* [Written task]: Please retype the lines from the line containing "locate the woven" through the line containing "[118, 258, 189, 307]", including both, without changing anything.

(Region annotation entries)
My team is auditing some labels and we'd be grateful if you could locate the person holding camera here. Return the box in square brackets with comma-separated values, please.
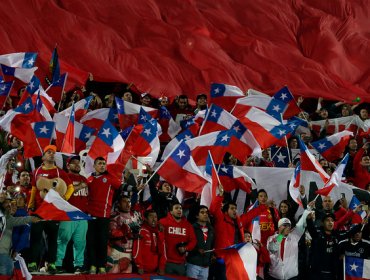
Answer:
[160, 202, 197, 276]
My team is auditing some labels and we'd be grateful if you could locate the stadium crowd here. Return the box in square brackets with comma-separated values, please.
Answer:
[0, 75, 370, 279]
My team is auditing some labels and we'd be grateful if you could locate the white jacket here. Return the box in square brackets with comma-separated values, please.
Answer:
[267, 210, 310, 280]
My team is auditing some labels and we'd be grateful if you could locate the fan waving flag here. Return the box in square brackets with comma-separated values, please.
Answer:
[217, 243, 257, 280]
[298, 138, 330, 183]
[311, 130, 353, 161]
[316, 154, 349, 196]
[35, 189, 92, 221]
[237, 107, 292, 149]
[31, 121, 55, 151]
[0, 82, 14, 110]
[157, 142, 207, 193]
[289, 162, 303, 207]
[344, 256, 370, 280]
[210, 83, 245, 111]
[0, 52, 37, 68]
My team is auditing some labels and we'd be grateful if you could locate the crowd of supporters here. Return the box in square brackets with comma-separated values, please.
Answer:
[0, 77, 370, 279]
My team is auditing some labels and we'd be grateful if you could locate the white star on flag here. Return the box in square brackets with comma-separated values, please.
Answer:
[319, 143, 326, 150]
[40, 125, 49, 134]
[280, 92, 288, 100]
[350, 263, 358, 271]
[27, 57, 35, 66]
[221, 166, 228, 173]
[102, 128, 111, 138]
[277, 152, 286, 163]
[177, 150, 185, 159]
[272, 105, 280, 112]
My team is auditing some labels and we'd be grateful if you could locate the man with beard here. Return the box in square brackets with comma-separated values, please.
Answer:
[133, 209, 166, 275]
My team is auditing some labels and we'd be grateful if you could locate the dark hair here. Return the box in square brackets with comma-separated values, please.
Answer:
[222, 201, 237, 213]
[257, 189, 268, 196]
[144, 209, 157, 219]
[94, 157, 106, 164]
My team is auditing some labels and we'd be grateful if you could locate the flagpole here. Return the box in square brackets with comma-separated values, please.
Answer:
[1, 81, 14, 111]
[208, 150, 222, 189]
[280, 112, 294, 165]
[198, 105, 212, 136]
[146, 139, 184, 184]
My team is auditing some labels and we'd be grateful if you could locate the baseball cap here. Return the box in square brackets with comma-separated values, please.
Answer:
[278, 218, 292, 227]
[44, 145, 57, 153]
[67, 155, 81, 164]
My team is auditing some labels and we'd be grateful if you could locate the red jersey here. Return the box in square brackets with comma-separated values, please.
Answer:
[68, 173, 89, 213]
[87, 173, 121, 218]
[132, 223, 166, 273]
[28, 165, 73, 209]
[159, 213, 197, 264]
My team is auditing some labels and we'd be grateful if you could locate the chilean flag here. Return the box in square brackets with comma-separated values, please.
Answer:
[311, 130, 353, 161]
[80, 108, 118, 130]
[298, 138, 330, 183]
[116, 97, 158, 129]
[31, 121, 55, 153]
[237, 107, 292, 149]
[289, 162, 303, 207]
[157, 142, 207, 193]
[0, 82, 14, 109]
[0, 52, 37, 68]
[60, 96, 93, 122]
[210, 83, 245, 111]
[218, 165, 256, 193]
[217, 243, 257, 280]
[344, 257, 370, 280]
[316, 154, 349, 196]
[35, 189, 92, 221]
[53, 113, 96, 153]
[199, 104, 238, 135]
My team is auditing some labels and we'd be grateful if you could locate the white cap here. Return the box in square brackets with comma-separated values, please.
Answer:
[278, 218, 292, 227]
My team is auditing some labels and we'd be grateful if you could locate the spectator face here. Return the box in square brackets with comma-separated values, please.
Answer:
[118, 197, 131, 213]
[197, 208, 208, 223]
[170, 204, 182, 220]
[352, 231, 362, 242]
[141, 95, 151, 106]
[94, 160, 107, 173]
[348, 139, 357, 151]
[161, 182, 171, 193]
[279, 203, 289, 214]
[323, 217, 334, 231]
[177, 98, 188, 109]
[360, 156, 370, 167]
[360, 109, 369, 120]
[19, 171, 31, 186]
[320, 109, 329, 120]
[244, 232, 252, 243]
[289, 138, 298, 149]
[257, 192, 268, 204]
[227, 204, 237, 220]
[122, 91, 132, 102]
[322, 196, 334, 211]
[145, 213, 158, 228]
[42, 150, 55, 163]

* * *

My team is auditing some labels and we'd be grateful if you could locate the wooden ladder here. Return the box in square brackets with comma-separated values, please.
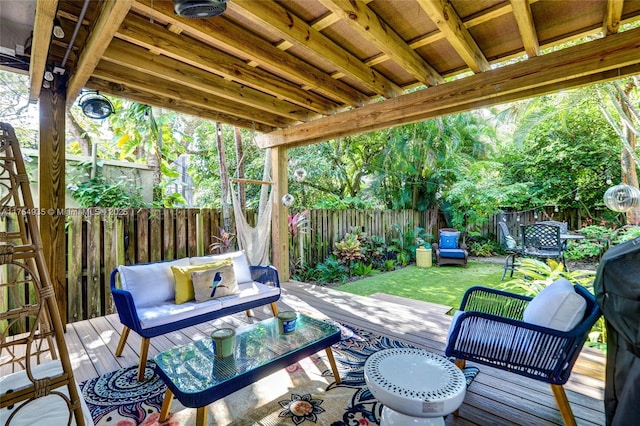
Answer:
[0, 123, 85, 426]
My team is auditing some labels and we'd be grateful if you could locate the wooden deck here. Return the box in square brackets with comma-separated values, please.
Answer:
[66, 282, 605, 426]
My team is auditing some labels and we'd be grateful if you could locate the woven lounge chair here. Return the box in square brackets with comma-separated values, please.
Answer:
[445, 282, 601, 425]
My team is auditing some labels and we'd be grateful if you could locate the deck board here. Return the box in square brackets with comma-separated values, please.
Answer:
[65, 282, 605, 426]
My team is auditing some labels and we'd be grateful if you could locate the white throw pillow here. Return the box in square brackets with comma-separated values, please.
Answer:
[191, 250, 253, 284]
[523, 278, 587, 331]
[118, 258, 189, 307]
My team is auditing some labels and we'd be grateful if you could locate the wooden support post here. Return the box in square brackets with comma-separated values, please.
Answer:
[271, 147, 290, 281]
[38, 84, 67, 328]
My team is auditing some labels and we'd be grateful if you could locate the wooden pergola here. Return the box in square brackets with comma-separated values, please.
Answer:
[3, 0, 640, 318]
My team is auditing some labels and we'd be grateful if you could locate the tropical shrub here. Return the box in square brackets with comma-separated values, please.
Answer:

* [Finished exercise]:
My team is auditing some labels and we'd be grateful if you could locate the woven lounge chair here. Return the box in square brackets with comma-separated values, please.
Answer:
[445, 282, 601, 425]
My team is auditing some labels and we'd be grateful if you could locate the deck board here. Return the box in square brackets with comma-separated values, please.
Answer:
[65, 282, 605, 426]
My team is auditing some labels and we'd be grateful if you could locate the white throw pillow here. Return the box in square brackets with comma-separated values, please.
Answer:
[191, 250, 253, 284]
[523, 278, 587, 331]
[118, 258, 189, 307]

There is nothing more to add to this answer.